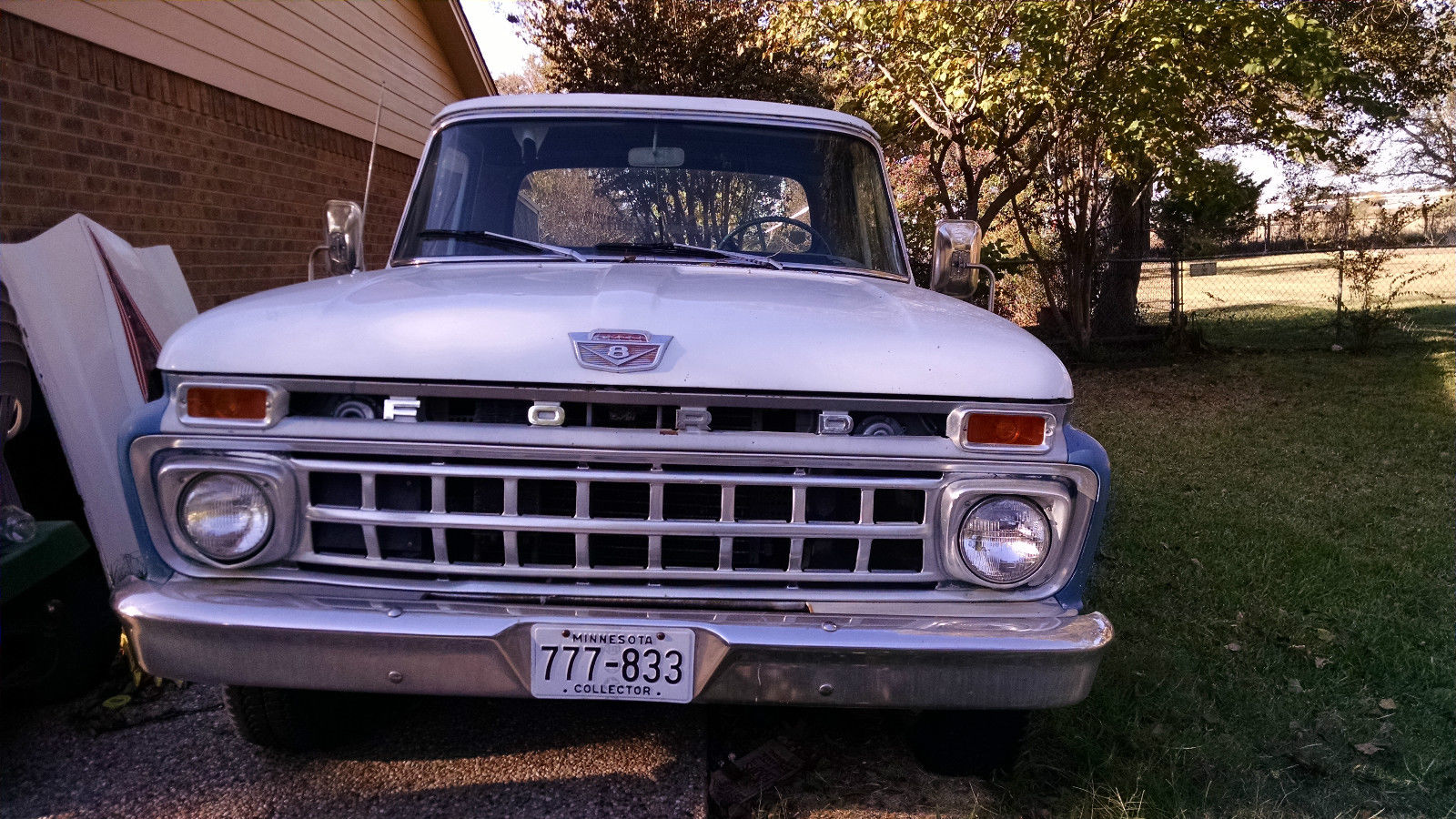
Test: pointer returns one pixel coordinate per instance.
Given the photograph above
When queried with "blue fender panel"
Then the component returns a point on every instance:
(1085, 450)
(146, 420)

> Given problem: Copy out the data again, swapping "fender panel" for "bumper panel" and changing nothing else. Omit the pictures.

> Exercise result:
Test: pointer returns one pixel coordinate per instance.
Given the photograph above
When queried with "blue bumper panel"
Then the component returns a point on every instance:
(1085, 450)
(146, 420)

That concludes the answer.